→ PROBLEM STATEMENT: Reproduce the listing below word for word.

※ ※ ※

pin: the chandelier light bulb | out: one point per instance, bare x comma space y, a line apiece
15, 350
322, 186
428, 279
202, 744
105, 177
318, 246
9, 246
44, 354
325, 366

※ ※ ※

→ THE RESULT:
pin: the chandelier light bulb | out: one point per instance, bare x comma space y, a line apiece
15, 350
322, 186
428, 279
202, 744
105, 177
318, 246
9, 246
44, 354
325, 366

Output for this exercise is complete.